Assignment -
Please print each record exactly, omitting none of them.

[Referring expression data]
· · ·

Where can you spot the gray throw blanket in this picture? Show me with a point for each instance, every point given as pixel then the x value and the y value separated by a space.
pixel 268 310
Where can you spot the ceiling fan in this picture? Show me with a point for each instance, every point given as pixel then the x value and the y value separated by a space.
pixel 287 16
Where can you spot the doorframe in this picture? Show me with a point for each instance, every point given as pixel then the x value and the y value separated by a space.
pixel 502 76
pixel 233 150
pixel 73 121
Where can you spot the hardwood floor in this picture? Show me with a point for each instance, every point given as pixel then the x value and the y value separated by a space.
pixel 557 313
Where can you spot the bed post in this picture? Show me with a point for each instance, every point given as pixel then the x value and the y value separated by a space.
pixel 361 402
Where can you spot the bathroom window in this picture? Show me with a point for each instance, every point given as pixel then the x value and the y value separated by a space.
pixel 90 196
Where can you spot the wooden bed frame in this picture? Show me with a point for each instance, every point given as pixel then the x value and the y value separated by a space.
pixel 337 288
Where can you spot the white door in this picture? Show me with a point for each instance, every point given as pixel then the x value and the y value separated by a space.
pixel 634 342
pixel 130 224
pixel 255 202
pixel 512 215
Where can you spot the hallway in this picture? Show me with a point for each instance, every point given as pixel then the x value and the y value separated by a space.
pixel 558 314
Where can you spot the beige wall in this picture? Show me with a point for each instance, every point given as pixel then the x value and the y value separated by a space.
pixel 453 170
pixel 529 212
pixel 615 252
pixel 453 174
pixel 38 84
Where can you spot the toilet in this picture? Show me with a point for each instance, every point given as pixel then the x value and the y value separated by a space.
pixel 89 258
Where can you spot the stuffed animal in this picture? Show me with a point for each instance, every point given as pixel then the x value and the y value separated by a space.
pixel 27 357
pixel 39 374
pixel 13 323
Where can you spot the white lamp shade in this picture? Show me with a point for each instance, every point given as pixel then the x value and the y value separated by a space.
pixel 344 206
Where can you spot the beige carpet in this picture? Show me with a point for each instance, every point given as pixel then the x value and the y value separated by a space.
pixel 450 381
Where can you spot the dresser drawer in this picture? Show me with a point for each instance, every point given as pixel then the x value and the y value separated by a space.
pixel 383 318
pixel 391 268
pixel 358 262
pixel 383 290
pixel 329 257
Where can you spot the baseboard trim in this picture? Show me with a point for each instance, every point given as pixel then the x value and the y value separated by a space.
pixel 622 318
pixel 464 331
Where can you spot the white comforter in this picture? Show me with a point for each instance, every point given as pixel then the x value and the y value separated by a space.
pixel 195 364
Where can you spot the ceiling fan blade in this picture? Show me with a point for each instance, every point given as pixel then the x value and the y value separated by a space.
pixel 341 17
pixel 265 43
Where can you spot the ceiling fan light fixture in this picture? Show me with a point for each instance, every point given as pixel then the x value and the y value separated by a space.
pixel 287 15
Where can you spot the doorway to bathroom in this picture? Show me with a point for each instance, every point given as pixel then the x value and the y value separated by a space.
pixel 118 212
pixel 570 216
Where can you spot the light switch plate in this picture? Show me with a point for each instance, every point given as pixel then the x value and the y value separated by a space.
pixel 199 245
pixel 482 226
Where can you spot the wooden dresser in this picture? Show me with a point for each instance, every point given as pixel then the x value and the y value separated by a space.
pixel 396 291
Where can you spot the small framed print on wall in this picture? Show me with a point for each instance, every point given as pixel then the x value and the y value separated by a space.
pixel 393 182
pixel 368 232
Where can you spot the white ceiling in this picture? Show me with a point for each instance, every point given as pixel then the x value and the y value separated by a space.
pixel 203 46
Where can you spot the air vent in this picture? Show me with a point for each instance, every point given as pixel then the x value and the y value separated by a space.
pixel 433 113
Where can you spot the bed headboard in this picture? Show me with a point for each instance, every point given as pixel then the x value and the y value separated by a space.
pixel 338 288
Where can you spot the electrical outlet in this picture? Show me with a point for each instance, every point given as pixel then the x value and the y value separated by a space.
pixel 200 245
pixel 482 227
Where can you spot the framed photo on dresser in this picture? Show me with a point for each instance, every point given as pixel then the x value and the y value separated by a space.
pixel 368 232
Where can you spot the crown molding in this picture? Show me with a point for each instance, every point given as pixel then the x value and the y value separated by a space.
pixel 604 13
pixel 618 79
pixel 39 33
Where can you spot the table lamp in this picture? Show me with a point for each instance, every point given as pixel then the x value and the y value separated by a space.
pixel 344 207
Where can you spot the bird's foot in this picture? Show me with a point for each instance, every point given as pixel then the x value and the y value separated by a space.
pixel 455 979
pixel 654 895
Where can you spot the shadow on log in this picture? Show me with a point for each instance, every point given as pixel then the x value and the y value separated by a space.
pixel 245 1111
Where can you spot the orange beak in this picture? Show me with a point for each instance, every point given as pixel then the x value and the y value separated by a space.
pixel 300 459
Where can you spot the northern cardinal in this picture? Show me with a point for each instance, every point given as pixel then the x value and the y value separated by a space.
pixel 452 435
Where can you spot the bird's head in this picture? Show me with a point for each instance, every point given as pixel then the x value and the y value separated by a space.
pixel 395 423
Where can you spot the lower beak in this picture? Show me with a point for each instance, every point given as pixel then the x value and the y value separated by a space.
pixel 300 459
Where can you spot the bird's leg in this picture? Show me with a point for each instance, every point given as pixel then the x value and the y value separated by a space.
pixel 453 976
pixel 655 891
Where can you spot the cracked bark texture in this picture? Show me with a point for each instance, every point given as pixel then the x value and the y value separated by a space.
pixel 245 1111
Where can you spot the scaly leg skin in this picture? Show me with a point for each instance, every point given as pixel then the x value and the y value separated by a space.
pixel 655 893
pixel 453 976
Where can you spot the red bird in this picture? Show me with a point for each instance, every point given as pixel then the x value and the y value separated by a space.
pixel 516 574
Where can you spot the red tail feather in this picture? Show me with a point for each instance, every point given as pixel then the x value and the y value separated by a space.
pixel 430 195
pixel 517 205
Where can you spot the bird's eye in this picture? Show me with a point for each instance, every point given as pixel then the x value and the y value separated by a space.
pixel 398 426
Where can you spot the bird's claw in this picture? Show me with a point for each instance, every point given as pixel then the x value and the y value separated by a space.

· · ·

Exercise answer -
Where can you spot the gray throw blanket in this picture? Show me with a point for each instance, every point given as pixel then the x value and the y value separated by a space.
pixel 268 310
Where can you spot the ceiling fan in this picture? Show me with a point for each instance, every point given as pixel then the x value and the y value separated by a space.
pixel 287 16
Where can you spot the doorframe in this picture? Show me with a point for each instance, every point given as pixel then the x value and the y value separated by a space.
pixel 502 76
pixel 233 150
pixel 73 121
Where can you spot the hardwood floor in this picture? Show me with a point for each instance, every point given as pixel then the x value and the y value separated by a space.
pixel 557 313
Where can you spot the bed post in this picture? Show me with a point for each instance, every point given as pixel then the x value and the y value separated by a space.
pixel 361 402
Where can you spot the bathroom window in this picture? Show me with a point for each instance, every point given as pixel then the x value and the y value separated by a space.
pixel 90 196
Where can you spot the wooden bed frame in this picture? Show me with a point for each instance, every point given as pixel then the x value and the y value separated by a space.
pixel 337 288
Where can you spot the white door in this picture? Show me with a point for each instance, every point given as pixel then the x value and the y value separated by a space.
pixel 634 342
pixel 130 224
pixel 255 202
pixel 512 215
Where can you spot the hallway in this picture? Show me with a point for each instance, every point given as pixel then the x value and the y value separated by a space.
pixel 558 314
Where can you spot the beige wall in this picture? Show me with a point for each instance, every point given as pixel then the x value and the y value separated by a space.
pixel 453 170
pixel 529 212
pixel 615 252
pixel 453 174
pixel 38 84
Where can you spot the toilet in this picture? Show me with a point for each instance, every point given as pixel then the x value and the y value separated by a space.
pixel 89 258
Where can you spot the stuffed animal in this picture? Show me with a point for each instance, every point given as pixel then the x value and the y value separated by a space.
pixel 27 357
pixel 39 374
pixel 13 323
Where can you spot the white lamp shade in this picture? Show me with a point for each instance, every point given as pixel then the x value and the y value separated by a space.
pixel 344 206
Where can you spot the beige carpet in this picture? Show me with a point for each instance, every point given as pixel then the x value and the y value separated by a space.
pixel 450 381
Where can you spot the dresser drawer in this picture? Show me with a point for each instance, every point given as pixel then the x value and the y value separated by a space.
pixel 383 318
pixel 391 268
pixel 358 262
pixel 383 290
pixel 329 257
Where can you spot the baseboard trim in this picture? Show me with a point for each instance, every point given as pixel then the x value and the y value separated by a space.
pixel 622 318
pixel 464 331
Where can you spot the white comforter in this picture? Show me with a point for each instance, every point given as pixel then the x value and the y value separated by a space.
pixel 195 364
Where can you spot the ceiling fan blade in this picture? Show me with a point for each instance, every point given as pixel then the x value and the y value separated by a space.
pixel 341 17
pixel 265 43
Where can you spot the ceiling fan light fixture in this picture? Show me with a point for each instance, every point given as pixel then the x value and the y value separated by a space.
pixel 287 15
Where can you spot the doorway to bathroom in this picture? Show me with a point for each instance, every point given as pixel then the x value and the y value separated by a space.
pixel 118 212
pixel 570 216
Where can you spot the light switch plate in this picture? Show me with a point for each instance, every point given as pixel then the x value and the y value separated by a space.
pixel 199 245
pixel 482 226
Where can you spot the wooden dresser in this picture? Show me with a point for each instance, every point given as pixel then the x value and the y value separated by a space.
pixel 396 291
Where can you spot the small framed print on wall in this picture? Show me with a point for each instance, every point given as pixel then the x value and the y value separated by a space.
pixel 393 182
pixel 368 232
Where can you spot the white ceiling in this picture? Show me with a point for each instance, every point given as pixel then the x value and the y value separated by a space.
pixel 203 46
Where can you spot the air vent in this picture? Show me with a point for each instance, every point given as pixel then the x value and the y value separated by a space.
pixel 433 113
Where can you spot the bed headboard in this picture? Show me with a point for each instance, every point given as pixel then the x value and the y value separated by a space.
pixel 338 288
Where can you spot the electrical outlet in this picture? Show me with a point for each instance, every point given as pixel then the x value and the y value separated by a space.
pixel 200 245
pixel 482 227
Where can you spot the framed photo on dresser in this picture? Show me with a point for each instance, every point given as pixel then the x value and the y value separated by a space.
pixel 368 232
Where can you spot the crown molding in this picture? Show me with a point for each instance, every point given as pixel then the x value and the y value separated by a space.
pixel 604 13
pixel 618 79
pixel 39 33
Where can you spot the table lamp in this picture? Show me with a point for each instance, every point given as pixel then the x value and the y value separated by a space.
pixel 344 207
Where can you spot the bird's foot in this picture? Show me with a point for each instance, every point given as pixel then the x value and the y value separated by a space.
pixel 455 979
pixel 654 895
Where can you spot the shadow on log in this picture? Show me with a point for each instance, every point given as pixel then the x value and the y value separated by a space.
pixel 245 1111
Where can you spot the orange beak in this picture? Show me with a point for each instance, every point given as pixel then the x value and the y value separated by a space.
pixel 300 459
Where can you spot the northern cardinal in this picture? Show me with a point for each instance, every point given as pixel then the x value and the y value separated by a space.
pixel 452 435
Where can you spot the bird's head in this picture? Show me with a point for each instance, every point given as pixel then the x value and the y value separated by a space.
pixel 395 423
Where can you spot the lower beak in this picture? Show me with a point for each instance, every point given as pixel then the x value and the y value separated by a space.
pixel 300 459
Where can you spot the bird's leg in this picture? Show me with a point for each instance, every point given as pixel then the x value and the y value separated by a space.
pixel 453 976
pixel 655 891
Where can you spot the cracked bark texture in this picture? Show me with a point for each instance, every point given as pixel then the x value and the y value separated by a space.
pixel 245 1111
Where can you spot the scaly leg skin in this picture? Show me with a point for each instance, every point given as pixel then the x value and the y value separated by a space.
pixel 655 893
pixel 453 976
Where can you spot the red bird in this picture? Show me with a point for each instance, every point given as pixel then the x value and the y value separated by a space.
pixel 516 574
Where can you spot the red tail feather in this picture? Show me with a point for each instance, every point given as pixel then the x value and the y value separated by a space.
pixel 430 195
pixel 517 205
Where can you spot the bird's eye in this picture? Show me with a point for each instance, every point given as pixel then the x value and the y value separated by a space.
pixel 398 426
Where can you spot the bird's claw in this picture? Show me with a point for each instance, every point given as pixel then the x value and the y value separated by a space.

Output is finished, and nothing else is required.